To-do list —
(1) Decide whether each statement agrees with the parking-maneuver passage, answering yes or no and quoting the words of the passage that settle it. (a) The vehicle's maximum left and right steering angles are equal. (b) The lateral displacement from each S-shaped movement changes from one movement to the next. (c) Point A is the left front corner of the vehicle.
(2) Pick up the parking-maneuver passage after its final sentence and write the paragraph that comes next.

Supplied passage —
________________________

Since the vehicle has symmetrical characteristics and the maximum left and right steering angles are equal, so when moving with the maximum steering angle, the turning radius of each circle arcs are the same and the minimum value $R_{\min }$, and the corresponding center angle ${\theta }_m$ is also the same. The lateral displacement $d_{once}$ brought by each S-shaped movement is constant, so the number of trials can be calculated after clarifying the total lateral displacement $d$ required for parking. We have assumed that the vehicle is parked next to the parking slot at the initial position, then there is $d=W_v$. The reference point of the vehicle at the initial position is recorded as $P_{init}$, the tangent point is $C$ and the rotation center during the first circle arc is recorded as $O_r$, the coordinate system is established as shown in Figure 2. Analyzing the geometric relations in triangle $P_{init}{O}_{r}C$, it results:

$$d_{once}=2(R_{\min }-\sqrt{R_{\min }^2-{\left({\Delta }_s/2\right)}^2})$$

(7)

$$\{\begin{array}{l}\sin {\theta }_m=\frac{{\Delta }_s}{2R_{\min }}\\ \cos {\theta }_m=\frac{R_{\min }-d_{once}/2}{R_{\min }}=\frac{\sqrt{R_{\min }^2-{\left({\Delta }_s/2\right)}^2}}{R_{\min }}\end{array}$$

(8)

Then the number of trials is

$$n=\lceil \frac{W_v}{2(R_{\min }-\sqrt{R_{\min }^2-{\left({\Delta }_s/2\right)}^2})}\rceil$$

(9)

Thus, there is

$${\Delta }_{left}=2\lceil \frac{W_v}{2(R_{\min }-\sqrt{R_{\min }^2-{\left({\Delta }_s/2\right)}^2})}\rceil (R_{\min }-\sqrt{R_{\min }^2-{\left({\Delta }_s/2\right)}^2})-W_v$$

(10)

Calculation of ${\Delta }_{right}$

The right redundancy is related to the furthest position on the right that can be reached during the parking maneuver. Therefore the trajectory of the bounding rectangle of the vehicle needs to be considered. When the midpoint of the vehicle’s rear axle (reference point) moves from the tangent point to the upper end position, the turning radius of $A$ (the right front corner of the vehicle) is the largest of all points on the vehicle and thus the furthest position can be reached by $A$. Therefore, as shown in Figure 3, when the vehicle makes an S-shaped forward movement, $A$ is selected as the analysis target to determine the furthest position that can be reached during the maneuver. Let ${\theta }_m$ be the central angle of a circle arc; let $\angle A{O}_{l}P$ be the acute angle between line $\overline{O_{l}P}$ and $\overline{A{O}_l}$. Then the exact location of the furthest position needs to be considered in two cases.

________________________

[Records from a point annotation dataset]

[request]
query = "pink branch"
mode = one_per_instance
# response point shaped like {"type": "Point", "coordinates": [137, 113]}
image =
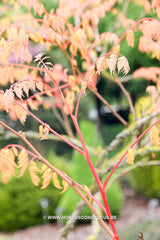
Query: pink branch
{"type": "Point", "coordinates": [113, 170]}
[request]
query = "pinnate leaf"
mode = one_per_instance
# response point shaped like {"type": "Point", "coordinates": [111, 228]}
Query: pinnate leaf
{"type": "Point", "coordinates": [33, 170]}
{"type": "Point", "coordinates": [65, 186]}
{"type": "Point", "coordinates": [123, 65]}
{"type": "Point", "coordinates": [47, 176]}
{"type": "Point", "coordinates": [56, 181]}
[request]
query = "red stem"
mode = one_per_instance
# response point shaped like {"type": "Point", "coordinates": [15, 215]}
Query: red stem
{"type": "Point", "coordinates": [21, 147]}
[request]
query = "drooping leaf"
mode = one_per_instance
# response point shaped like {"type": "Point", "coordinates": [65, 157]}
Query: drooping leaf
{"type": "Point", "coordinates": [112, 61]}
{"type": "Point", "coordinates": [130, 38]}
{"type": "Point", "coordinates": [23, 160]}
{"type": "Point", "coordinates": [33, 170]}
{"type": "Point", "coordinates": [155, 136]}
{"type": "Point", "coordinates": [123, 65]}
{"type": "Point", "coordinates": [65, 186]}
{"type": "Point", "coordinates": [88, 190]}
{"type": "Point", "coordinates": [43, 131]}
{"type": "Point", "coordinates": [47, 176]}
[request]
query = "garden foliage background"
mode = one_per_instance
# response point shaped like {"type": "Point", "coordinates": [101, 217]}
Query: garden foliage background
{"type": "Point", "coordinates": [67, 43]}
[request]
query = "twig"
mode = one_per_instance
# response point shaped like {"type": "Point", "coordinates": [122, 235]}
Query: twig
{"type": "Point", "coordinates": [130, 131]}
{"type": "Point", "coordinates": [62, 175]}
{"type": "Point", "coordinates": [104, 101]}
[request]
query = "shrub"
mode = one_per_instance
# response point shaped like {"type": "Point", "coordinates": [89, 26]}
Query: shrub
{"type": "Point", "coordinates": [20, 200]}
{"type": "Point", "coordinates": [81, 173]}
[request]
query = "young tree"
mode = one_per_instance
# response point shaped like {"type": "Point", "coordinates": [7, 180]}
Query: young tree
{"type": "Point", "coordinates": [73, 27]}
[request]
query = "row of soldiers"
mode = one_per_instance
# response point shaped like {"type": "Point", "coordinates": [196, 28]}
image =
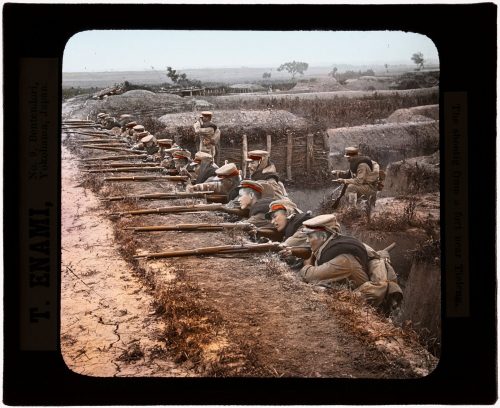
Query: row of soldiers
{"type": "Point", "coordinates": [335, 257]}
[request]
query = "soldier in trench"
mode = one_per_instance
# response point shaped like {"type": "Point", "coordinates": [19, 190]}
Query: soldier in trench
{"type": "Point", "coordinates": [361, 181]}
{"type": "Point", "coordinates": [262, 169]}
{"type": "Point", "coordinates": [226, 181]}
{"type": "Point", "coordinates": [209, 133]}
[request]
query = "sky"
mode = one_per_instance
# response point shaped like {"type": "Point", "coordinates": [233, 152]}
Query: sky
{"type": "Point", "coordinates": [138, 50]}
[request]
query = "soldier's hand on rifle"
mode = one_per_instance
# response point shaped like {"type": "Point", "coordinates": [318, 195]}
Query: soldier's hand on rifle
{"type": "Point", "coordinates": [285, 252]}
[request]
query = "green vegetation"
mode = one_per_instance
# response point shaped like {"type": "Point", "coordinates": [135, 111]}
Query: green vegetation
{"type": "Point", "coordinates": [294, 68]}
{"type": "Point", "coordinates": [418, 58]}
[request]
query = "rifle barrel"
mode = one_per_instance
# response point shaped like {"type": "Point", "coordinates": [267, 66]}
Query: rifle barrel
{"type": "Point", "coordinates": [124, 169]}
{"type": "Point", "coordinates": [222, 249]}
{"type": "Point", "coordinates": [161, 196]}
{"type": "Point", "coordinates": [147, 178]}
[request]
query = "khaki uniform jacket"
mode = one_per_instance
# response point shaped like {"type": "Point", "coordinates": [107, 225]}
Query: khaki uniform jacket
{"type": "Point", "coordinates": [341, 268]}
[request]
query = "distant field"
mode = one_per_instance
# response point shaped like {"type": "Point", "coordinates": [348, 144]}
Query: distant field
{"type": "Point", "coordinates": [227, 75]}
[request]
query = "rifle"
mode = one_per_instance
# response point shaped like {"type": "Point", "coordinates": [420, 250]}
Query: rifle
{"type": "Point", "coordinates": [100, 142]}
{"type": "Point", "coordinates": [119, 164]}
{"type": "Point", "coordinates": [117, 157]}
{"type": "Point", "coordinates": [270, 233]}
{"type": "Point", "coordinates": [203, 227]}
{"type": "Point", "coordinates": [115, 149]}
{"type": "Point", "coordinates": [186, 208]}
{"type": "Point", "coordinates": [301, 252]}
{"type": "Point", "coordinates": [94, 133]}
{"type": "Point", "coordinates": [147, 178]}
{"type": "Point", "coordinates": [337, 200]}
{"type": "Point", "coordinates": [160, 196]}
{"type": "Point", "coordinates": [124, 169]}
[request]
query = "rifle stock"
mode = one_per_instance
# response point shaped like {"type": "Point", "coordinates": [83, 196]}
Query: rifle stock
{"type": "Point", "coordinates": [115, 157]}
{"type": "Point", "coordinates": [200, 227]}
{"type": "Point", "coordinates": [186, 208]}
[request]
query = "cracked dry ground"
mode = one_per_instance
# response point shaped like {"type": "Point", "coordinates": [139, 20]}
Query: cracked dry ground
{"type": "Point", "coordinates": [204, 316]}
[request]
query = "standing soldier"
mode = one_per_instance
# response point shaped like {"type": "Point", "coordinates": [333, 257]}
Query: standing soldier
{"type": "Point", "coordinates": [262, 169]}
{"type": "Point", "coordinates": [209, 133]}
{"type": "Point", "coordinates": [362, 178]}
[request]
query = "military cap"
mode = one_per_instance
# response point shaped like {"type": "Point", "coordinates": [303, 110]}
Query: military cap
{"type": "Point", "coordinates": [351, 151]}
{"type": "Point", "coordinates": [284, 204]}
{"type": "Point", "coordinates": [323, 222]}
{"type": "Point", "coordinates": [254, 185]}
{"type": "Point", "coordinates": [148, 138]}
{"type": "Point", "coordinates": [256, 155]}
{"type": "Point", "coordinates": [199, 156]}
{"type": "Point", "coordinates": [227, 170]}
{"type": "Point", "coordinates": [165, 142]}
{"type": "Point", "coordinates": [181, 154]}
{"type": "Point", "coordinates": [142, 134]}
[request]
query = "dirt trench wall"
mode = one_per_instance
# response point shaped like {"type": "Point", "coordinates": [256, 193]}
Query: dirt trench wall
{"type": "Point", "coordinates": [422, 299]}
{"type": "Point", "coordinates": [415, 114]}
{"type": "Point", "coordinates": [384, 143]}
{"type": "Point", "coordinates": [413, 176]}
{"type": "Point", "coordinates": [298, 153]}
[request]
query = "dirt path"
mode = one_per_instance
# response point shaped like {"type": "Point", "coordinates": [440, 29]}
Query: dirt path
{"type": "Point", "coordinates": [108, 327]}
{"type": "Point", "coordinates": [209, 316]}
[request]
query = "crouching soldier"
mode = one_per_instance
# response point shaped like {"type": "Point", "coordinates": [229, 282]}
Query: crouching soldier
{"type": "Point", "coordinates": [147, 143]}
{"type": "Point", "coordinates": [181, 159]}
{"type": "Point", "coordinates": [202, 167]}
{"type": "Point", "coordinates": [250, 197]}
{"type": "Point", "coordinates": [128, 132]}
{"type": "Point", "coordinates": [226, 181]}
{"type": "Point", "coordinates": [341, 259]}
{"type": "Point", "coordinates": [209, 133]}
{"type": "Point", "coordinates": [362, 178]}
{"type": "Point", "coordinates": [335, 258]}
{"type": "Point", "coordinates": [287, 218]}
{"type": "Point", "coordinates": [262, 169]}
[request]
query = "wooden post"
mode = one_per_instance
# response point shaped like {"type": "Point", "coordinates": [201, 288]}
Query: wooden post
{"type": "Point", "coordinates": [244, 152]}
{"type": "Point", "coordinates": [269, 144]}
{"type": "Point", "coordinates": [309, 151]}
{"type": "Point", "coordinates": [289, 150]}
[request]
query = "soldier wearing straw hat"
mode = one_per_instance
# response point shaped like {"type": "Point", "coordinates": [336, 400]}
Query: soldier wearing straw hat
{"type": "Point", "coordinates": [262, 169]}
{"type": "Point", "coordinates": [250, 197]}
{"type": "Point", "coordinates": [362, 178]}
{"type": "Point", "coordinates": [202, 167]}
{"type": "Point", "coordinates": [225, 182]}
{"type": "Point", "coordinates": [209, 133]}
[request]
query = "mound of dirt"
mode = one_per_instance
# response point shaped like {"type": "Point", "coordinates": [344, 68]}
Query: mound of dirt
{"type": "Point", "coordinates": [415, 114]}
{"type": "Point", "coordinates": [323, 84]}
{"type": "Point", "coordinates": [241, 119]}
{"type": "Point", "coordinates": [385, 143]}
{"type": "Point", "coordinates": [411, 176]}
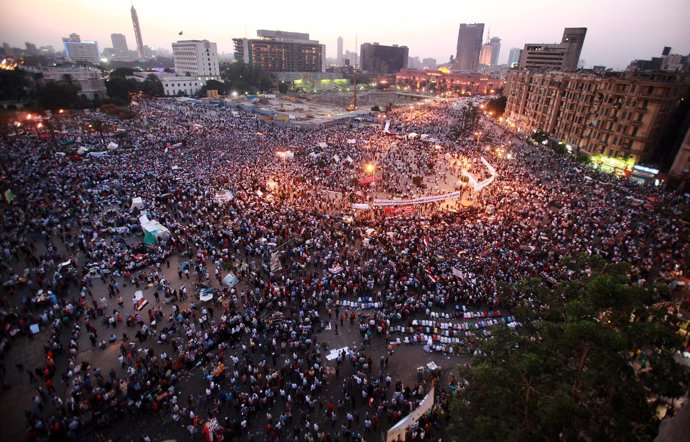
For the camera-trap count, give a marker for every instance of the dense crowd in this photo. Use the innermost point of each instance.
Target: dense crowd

________________________

Task responses —
(1)
(a) Yes: "the maximum left and right steering angles are equal"
(b) No: "brought by each S-shaped movement is constant"
(c) No: "the right front corner of the vehicle"

(2)
Case 1 ${\theta }_m\ge \angle A{O}_{l}P$: Considering the backward movement from the upper end position $P_{end}(X_{end},Y_{end})$ to the tangent point, it can be obtained from the analysis of the characteristics of the circle in plane geometry that the right-side furthest position that $A$ can reach is the intersection of the line $\overline{O_{l}P}$ and the circle $C\langle O_l,R_{O_{l}A}\rangle$ with $O_l$ and $R_{O_{l}A}$ being the center and radius respectively. As shown in the left diagram of Figure 3, The horizontal coordinates of the farthest point $X_{A\max }$ can be obtained from analytic geometry:

$$X_{A\max }=X_{end}-R_{\min }+R_{O_{l}A}$$

(11)

with

$$R_{O_{l}A}=\sqrt{(R_{\min }+W_v/2{)}^2+{(L_v-L_{bh})}^2}$$

(12)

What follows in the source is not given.